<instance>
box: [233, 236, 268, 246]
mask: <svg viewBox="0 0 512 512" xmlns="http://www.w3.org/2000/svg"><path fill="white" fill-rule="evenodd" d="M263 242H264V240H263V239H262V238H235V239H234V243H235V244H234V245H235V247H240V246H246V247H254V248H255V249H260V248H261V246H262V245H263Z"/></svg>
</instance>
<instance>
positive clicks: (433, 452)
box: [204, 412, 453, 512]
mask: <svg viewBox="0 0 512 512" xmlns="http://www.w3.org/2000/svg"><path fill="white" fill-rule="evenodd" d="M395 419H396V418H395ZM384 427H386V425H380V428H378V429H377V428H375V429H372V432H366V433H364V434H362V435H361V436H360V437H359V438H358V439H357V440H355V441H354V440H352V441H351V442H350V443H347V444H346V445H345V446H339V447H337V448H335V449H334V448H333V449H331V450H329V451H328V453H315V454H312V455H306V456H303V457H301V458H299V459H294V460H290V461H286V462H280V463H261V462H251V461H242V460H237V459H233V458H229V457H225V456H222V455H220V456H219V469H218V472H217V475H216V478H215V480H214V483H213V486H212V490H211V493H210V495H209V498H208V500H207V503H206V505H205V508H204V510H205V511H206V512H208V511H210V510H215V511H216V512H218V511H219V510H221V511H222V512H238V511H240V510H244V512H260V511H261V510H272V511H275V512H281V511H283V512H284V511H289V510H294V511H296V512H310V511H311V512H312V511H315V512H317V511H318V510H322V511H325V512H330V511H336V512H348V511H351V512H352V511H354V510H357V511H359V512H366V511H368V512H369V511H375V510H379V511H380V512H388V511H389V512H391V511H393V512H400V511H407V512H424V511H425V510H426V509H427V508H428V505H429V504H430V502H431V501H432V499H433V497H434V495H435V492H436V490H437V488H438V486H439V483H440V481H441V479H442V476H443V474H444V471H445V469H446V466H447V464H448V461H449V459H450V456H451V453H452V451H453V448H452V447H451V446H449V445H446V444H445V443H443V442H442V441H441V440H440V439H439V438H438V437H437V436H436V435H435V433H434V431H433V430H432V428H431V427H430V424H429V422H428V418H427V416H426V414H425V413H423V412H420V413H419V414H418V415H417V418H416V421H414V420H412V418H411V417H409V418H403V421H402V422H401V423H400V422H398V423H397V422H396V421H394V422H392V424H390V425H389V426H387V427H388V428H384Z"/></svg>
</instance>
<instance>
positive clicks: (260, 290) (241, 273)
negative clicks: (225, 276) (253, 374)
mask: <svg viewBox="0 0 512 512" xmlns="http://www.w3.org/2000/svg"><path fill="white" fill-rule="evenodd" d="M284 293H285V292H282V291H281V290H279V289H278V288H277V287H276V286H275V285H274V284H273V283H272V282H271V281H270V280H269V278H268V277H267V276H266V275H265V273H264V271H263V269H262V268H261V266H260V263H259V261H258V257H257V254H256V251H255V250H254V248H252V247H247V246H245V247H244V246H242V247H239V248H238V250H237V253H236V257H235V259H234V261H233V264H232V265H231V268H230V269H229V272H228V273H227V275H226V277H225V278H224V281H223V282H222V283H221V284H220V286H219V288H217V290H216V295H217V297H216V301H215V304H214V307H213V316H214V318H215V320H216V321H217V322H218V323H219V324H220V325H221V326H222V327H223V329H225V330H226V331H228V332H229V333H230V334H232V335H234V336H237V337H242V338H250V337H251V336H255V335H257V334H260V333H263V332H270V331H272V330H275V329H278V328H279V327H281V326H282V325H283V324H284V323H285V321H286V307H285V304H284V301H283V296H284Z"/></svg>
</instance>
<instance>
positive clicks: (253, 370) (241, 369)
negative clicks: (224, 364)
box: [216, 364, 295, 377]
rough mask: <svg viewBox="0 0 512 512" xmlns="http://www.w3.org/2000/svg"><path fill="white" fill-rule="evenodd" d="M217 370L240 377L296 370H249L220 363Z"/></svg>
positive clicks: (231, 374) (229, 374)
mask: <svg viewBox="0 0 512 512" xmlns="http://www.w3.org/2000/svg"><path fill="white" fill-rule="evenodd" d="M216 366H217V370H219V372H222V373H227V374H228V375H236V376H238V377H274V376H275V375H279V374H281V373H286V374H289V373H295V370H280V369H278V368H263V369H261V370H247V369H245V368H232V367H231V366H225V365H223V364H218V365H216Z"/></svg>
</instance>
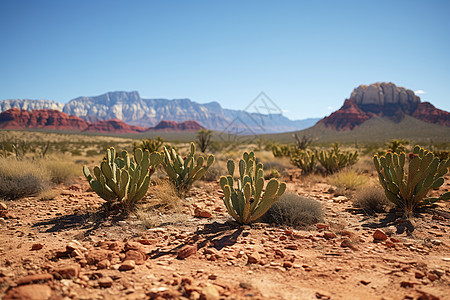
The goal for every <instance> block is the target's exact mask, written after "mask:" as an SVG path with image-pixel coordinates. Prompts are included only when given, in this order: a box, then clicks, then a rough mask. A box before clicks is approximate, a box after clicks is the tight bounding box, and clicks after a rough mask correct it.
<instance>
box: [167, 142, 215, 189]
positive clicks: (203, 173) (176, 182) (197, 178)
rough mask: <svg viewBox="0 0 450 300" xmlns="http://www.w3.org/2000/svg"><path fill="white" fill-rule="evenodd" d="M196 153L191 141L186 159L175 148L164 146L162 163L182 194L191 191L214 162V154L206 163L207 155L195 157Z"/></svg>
mask: <svg viewBox="0 0 450 300" xmlns="http://www.w3.org/2000/svg"><path fill="white" fill-rule="evenodd" d="M194 154H195V145H194V143H191V146H190V152H189V154H188V156H187V157H186V158H185V159H183V158H182V157H181V156H180V155H179V154H178V153H177V152H176V151H175V149H170V150H168V149H167V148H166V147H164V155H163V160H162V165H163V167H164V169H165V170H166V173H167V175H168V176H169V178H170V180H171V181H172V182H173V183H174V184H175V187H176V188H177V191H178V194H179V195H180V196H183V195H184V194H185V193H186V192H187V191H189V190H190V188H191V186H192V184H193V183H194V181H196V180H199V179H201V178H202V177H203V175H205V173H206V171H208V169H209V167H210V166H211V165H212V164H213V163H214V155H209V156H208V158H207V159H206V164H204V162H205V157H203V156H198V157H197V158H195V157H194Z"/></svg>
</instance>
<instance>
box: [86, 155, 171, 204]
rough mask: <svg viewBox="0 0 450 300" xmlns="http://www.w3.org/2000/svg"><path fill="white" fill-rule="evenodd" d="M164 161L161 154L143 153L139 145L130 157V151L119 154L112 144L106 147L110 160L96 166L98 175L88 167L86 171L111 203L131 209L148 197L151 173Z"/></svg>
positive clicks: (106, 198)
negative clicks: (138, 146) (158, 164)
mask: <svg viewBox="0 0 450 300" xmlns="http://www.w3.org/2000/svg"><path fill="white" fill-rule="evenodd" d="M161 160H162V157H161V154H160V153H158V152H153V153H150V152H148V151H147V150H145V151H144V152H143V151H142V150H141V149H139V148H138V149H136V150H135V154H134V160H132V159H130V157H129V156H128V152H127V151H122V153H121V155H120V156H117V157H116V150H115V149H114V148H113V147H111V148H109V149H107V150H106V159H105V160H103V161H102V162H101V164H100V166H96V167H94V170H93V171H94V176H92V175H91V172H90V171H89V168H88V167H86V166H84V167H83V173H84V176H85V177H86V178H87V180H88V181H89V184H90V186H91V187H92V189H93V190H94V191H95V192H96V193H97V194H98V195H99V196H100V197H102V198H103V199H105V200H106V201H108V202H109V203H110V204H115V203H118V204H120V205H121V206H122V207H123V208H124V209H126V210H131V209H133V208H134V206H135V205H136V203H137V202H138V201H139V200H141V199H142V198H143V197H144V195H145V193H146V192H147V190H148V186H149V184H150V176H151V175H152V174H153V172H154V170H155V169H156V167H157V166H158V164H159V163H160V162H161Z"/></svg>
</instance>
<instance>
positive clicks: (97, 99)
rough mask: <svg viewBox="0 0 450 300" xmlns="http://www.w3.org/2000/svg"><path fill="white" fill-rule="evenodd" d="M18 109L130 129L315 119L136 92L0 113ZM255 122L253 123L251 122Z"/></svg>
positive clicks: (256, 127)
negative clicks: (102, 121)
mask: <svg viewBox="0 0 450 300" xmlns="http://www.w3.org/2000/svg"><path fill="white" fill-rule="evenodd" d="M12 107H17V108H19V109H26V110H35V109H56V110H62V111H64V112H65V113H67V114H68V115H75V116H78V117H80V118H81V119H83V120H85V121H88V122H91V123H94V122H98V121H101V120H111V119H117V120H121V121H123V122H126V123H127V124H130V125H137V126H142V127H149V126H156V125H157V124H158V123H159V122H160V121H162V120H171V121H175V122H185V121H190V120H195V121H197V122H198V123H200V124H201V126H204V127H206V128H209V129H213V130H219V131H221V130H224V129H226V128H228V126H229V125H230V124H232V123H234V124H235V123H236V122H235V120H239V121H240V122H242V123H244V126H245V127H246V128H249V129H250V130H251V131H252V132H253V133H271V132H285V131H293V130H300V129H304V128H307V127H310V126H312V125H314V124H315V123H316V122H317V121H318V120H319V119H308V120H298V121H292V120H289V119H288V118H286V117H285V116H283V115H282V114H270V115H269V114H255V113H248V112H247V111H243V110H232V109H224V108H222V107H221V106H220V104H219V103H217V102H210V103H205V104H199V103H196V102H194V101H191V100H189V99H174V100H167V99H145V98H142V97H141V96H140V95H139V93H138V92H136V91H134V92H120V91H119V92H109V93H106V94H103V95H100V96H96V97H78V98H76V99H73V100H70V101H69V102H68V103H66V104H65V105H63V104H61V103H57V102H54V101H51V100H3V101H0V112H2V111H6V110H8V109H10V108H12ZM255 121H256V122H255Z"/></svg>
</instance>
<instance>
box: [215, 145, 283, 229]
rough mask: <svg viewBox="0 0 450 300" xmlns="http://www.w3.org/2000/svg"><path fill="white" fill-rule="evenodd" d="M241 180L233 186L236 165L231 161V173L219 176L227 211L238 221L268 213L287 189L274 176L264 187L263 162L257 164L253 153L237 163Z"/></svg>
mask: <svg viewBox="0 0 450 300" xmlns="http://www.w3.org/2000/svg"><path fill="white" fill-rule="evenodd" d="M238 169H239V171H238V174H239V179H238V180H236V183H237V184H236V186H234V180H233V177H234V171H235V164H234V161H233V160H228V162H227V170H228V175H227V176H222V177H220V187H221V188H222V190H223V193H224V197H223V202H224V204H225V207H226V208H227V211H228V213H229V214H230V215H231V216H232V217H233V219H235V220H236V221H237V222H238V223H241V224H249V223H251V222H253V221H255V220H257V219H259V218H260V217H261V216H262V215H264V214H265V213H266V211H267V210H268V209H269V208H270V207H271V206H272V204H273V203H275V202H276V201H277V200H278V199H279V198H280V197H281V196H282V195H283V193H284V192H285V191H286V183H284V182H278V180H276V179H274V178H272V179H271V180H270V181H269V182H268V183H267V185H266V187H265V190H264V191H263V189H264V171H263V164H262V163H256V158H255V154H254V153H253V152H250V153H248V152H244V154H243V159H241V160H240V161H239V164H238Z"/></svg>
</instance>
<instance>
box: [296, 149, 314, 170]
mask: <svg viewBox="0 0 450 300" xmlns="http://www.w3.org/2000/svg"><path fill="white" fill-rule="evenodd" d="M291 163H292V164H293V165H294V166H297V167H298V168H300V169H301V170H302V171H303V174H309V173H311V172H312V171H314V168H315V167H316V163H317V154H316V152H313V151H310V150H304V151H296V152H295V153H293V154H292V155H291Z"/></svg>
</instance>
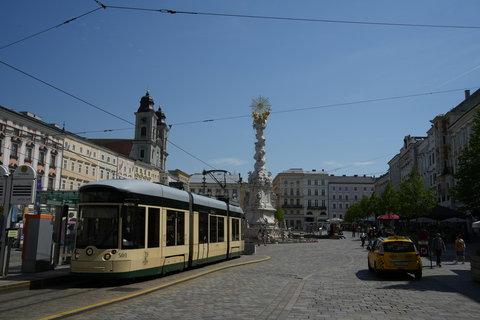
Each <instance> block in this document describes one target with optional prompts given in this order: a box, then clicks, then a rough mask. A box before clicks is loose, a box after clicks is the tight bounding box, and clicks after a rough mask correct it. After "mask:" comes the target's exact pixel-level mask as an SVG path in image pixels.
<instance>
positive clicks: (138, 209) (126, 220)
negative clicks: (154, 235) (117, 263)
mask: <svg viewBox="0 0 480 320" xmlns="http://www.w3.org/2000/svg"><path fill="white" fill-rule="evenodd" d="M122 218H123V219H122V248H123V249H140V248H145V208H144V207H129V208H128V210H127V214H126V216H124V217H122Z"/></svg>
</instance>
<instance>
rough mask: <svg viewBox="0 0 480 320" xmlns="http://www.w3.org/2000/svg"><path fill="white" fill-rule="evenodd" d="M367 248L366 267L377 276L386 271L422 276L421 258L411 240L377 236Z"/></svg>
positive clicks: (415, 275) (415, 246)
mask: <svg viewBox="0 0 480 320" xmlns="http://www.w3.org/2000/svg"><path fill="white" fill-rule="evenodd" d="M367 250H368V269H369V270H370V271H374V272H375V275H376V276H377V277H380V276H381V275H382V274H386V273H411V274H413V275H414V276H415V279H417V280H420V279H421V278H422V258H421V257H420V253H419V252H418V250H417V248H416V246H415V244H414V243H413V241H412V240H410V239H408V238H405V237H400V236H391V237H388V238H378V239H377V240H376V241H375V242H374V243H373V245H372V247H367Z"/></svg>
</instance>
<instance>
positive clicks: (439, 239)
mask: <svg viewBox="0 0 480 320" xmlns="http://www.w3.org/2000/svg"><path fill="white" fill-rule="evenodd" d="M432 248H433V250H434V252H435V254H436V255H437V267H441V266H442V258H441V257H442V251H443V252H447V246H446V245H445V242H444V241H443V239H442V238H441V237H440V233H437V234H436V235H435V238H434V239H433V241H432Z"/></svg>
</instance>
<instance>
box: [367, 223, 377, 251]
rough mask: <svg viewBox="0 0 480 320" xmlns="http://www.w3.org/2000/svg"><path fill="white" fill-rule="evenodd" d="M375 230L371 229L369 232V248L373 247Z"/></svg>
mask: <svg viewBox="0 0 480 320" xmlns="http://www.w3.org/2000/svg"><path fill="white" fill-rule="evenodd" d="M374 232H375V231H374V230H373V229H372V228H369V229H368V231H367V237H368V245H367V246H368V247H371V246H372V240H373V234H374Z"/></svg>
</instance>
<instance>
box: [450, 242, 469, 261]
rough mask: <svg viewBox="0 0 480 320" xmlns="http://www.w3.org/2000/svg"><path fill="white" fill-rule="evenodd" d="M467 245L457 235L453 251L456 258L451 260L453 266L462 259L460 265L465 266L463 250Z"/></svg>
mask: <svg viewBox="0 0 480 320" xmlns="http://www.w3.org/2000/svg"><path fill="white" fill-rule="evenodd" d="M466 248H467V245H466V244H465V241H464V240H463V239H462V238H461V236H460V235H457V240H455V250H456V251H457V256H456V258H455V260H453V264H457V263H458V259H459V258H460V257H462V264H465V249H466Z"/></svg>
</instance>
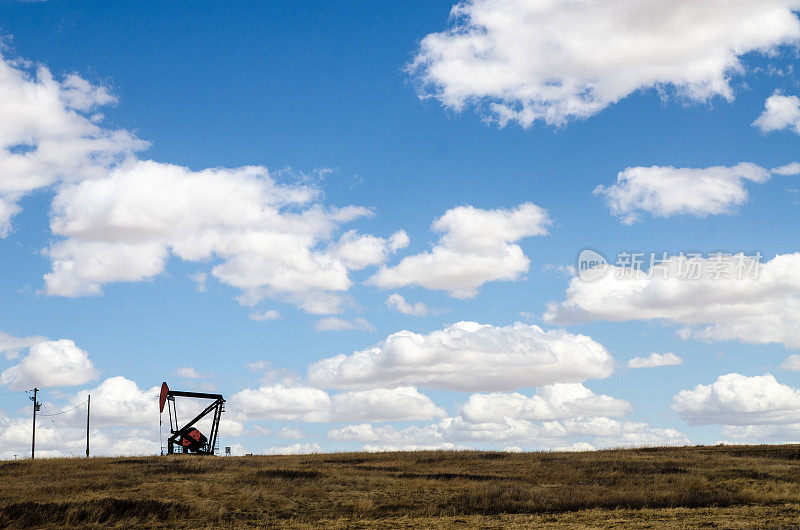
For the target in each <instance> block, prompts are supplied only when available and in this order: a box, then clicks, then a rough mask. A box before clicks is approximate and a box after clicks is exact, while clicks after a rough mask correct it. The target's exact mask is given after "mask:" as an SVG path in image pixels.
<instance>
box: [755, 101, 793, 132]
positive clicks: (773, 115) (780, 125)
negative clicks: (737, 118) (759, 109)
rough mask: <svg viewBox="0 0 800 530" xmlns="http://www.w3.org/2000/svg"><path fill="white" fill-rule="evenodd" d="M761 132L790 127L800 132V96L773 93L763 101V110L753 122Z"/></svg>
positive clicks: (770, 131) (785, 128) (774, 130)
mask: <svg viewBox="0 0 800 530" xmlns="http://www.w3.org/2000/svg"><path fill="white" fill-rule="evenodd" d="M753 127H758V128H759V129H761V132H763V133H768V132H771V131H779V130H781V129H792V130H793V131H794V132H796V133H797V134H800V98H798V97H797V96H784V95H781V94H773V95H771V96H770V97H768V98H767V101H766V102H765V103H764V112H763V113H761V116H759V117H758V119H756V121H754V122H753Z"/></svg>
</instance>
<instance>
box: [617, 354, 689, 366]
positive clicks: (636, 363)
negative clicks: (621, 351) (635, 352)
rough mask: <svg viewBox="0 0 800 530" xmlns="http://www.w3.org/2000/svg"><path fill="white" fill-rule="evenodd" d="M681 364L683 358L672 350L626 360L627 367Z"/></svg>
mask: <svg viewBox="0 0 800 530" xmlns="http://www.w3.org/2000/svg"><path fill="white" fill-rule="evenodd" d="M679 364H683V359H681V358H680V357H678V356H677V355H675V354H674V353H672V352H669V353H651V354H650V355H648V356H647V357H634V358H633V359H631V360H629V361H628V368H658V367H659V366H676V365H679Z"/></svg>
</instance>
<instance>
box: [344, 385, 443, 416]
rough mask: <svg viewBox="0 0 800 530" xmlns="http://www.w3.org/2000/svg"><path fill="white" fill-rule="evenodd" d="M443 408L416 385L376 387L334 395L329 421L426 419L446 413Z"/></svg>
mask: <svg viewBox="0 0 800 530" xmlns="http://www.w3.org/2000/svg"><path fill="white" fill-rule="evenodd" d="M446 415H447V414H446V413H445V411H444V409H443V408H441V407H437V406H436V405H434V403H433V401H431V399H430V398H429V397H428V396H426V395H424V394H422V393H420V392H419V390H417V389H416V388H414V387H397V388H377V389H373V390H361V391H356V392H344V393H341V394H336V395H334V396H333V411H332V413H331V415H330V418H329V419H330V421H424V420H431V419H434V418H441V417H444V416H446Z"/></svg>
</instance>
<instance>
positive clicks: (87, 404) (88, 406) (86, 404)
mask: <svg viewBox="0 0 800 530" xmlns="http://www.w3.org/2000/svg"><path fill="white" fill-rule="evenodd" d="M91 406H92V396H91V394H90V395H89V397H88V398H87V399H86V458H89V410H90V407H91Z"/></svg>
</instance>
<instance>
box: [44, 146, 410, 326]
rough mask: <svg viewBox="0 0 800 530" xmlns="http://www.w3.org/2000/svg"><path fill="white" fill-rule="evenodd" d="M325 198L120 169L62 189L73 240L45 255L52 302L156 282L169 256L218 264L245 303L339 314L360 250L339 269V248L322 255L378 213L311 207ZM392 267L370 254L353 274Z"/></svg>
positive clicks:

→ Instructions for the task
Write out exactly the lines from the start of the material through the line with "positive clicks: (433, 452)". No other output is expected.

→ Result of the task
<instance>
box: [233, 236, 268, 246]
mask: <svg viewBox="0 0 512 512" xmlns="http://www.w3.org/2000/svg"><path fill="white" fill-rule="evenodd" d="M263 242H264V240H263V239H262V238H235V239H234V243H235V244H234V245H235V247H240V246H246V247H254V248H255V249H260V248H261V246H262V245H263Z"/></svg>
</instance>
<instance>
positive clicks: (433, 452)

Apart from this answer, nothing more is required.